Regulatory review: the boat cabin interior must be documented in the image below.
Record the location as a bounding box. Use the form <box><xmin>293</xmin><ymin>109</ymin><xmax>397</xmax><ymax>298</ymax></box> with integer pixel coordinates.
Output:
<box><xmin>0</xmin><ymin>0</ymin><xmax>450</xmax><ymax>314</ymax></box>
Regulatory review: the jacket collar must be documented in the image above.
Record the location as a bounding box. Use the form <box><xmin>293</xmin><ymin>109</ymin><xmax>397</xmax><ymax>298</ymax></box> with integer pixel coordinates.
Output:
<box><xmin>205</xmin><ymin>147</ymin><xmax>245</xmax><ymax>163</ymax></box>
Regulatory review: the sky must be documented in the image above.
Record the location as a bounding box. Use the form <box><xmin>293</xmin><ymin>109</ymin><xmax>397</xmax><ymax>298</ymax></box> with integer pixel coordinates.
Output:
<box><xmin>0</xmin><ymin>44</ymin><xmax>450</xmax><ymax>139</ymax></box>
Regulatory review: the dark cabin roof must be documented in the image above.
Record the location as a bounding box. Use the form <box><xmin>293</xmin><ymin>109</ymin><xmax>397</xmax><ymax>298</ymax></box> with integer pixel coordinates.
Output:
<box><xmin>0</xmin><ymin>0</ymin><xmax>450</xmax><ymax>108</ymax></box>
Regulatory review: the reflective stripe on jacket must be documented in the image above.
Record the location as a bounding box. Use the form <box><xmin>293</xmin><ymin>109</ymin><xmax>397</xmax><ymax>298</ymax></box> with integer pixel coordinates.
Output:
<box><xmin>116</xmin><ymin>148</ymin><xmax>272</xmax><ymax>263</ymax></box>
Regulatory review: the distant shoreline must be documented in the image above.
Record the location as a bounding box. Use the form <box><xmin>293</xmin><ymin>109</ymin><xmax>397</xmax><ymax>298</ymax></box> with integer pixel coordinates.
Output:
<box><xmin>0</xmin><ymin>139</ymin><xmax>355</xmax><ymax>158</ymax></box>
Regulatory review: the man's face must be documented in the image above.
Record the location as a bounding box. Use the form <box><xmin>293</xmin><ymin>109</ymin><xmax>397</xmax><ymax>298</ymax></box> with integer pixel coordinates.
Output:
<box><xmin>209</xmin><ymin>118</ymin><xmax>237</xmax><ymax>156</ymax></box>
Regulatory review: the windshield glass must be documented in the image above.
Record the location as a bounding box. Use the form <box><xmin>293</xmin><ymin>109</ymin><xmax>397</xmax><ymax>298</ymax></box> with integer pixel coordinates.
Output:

== == ==

Stated goal:
Copy the data above word for word, leaving out no line and changing nothing.

Solution to this exercise:
Regulatory review: the boat cabin interior must be documented in the image below.
Record the location as a bounding box. Use the form <box><xmin>293</xmin><ymin>109</ymin><xmax>397</xmax><ymax>298</ymax></box> with integer pixel coordinates.
Output:
<box><xmin>0</xmin><ymin>0</ymin><xmax>450</xmax><ymax>314</ymax></box>
Regulatory review: the jacket collar must be documented in the image above.
Record the location as a bounding box. Use the form <box><xmin>293</xmin><ymin>109</ymin><xmax>397</xmax><ymax>298</ymax></box> with integer pixel coordinates.
Output:
<box><xmin>205</xmin><ymin>147</ymin><xmax>245</xmax><ymax>163</ymax></box>
Regulatory review: the sky must be documented in the image above.
Record the location as a bounding box. Use the form <box><xmin>293</xmin><ymin>109</ymin><xmax>397</xmax><ymax>298</ymax></box> with integer pixel coordinates.
Output:
<box><xmin>0</xmin><ymin>44</ymin><xmax>450</xmax><ymax>139</ymax></box>
Regulatory review: the dark cabin roof must be documented in the image above.
Record the location as a bounding box. Use the form <box><xmin>293</xmin><ymin>109</ymin><xmax>397</xmax><ymax>298</ymax></box> with integer pixel coordinates.
Output:
<box><xmin>0</xmin><ymin>0</ymin><xmax>450</xmax><ymax>108</ymax></box>
Regulatory review: the reflective stripe on jacket must be documented in the image above.
Record the location as a bounding box. Use the form <box><xmin>293</xmin><ymin>109</ymin><xmax>397</xmax><ymax>298</ymax></box> with integer pixel coordinates.
Output:
<box><xmin>116</xmin><ymin>148</ymin><xmax>272</xmax><ymax>263</ymax></box>
Regulatory review: the distant shoreline must be documented in the image above.
Record the location as a bounding box. Use the form <box><xmin>293</xmin><ymin>109</ymin><xmax>397</xmax><ymax>298</ymax></box> with integer pixel coordinates.
Output:
<box><xmin>0</xmin><ymin>139</ymin><xmax>355</xmax><ymax>158</ymax></box>
Regulatory review: the man's face must be documented in the image above.
Record the location as a bounding box. Use the form <box><xmin>293</xmin><ymin>109</ymin><xmax>397</xmax><ymax>298</ymax></box> with integer pixel coordinates.
Output:
<box><xmin>209</xmin><ymin>118</ymin><xmax>237</xmax><ymax>156</ymax></box>
Regulatory review: the windshield glass must be documented in the image above.
Record the location as a bounding box. Use the form <box><xmin>293</xmin><ymin>109</ymin><xmax>397</xmax><ymax>298</ymax></box> with integer pixel coordinates.
Output:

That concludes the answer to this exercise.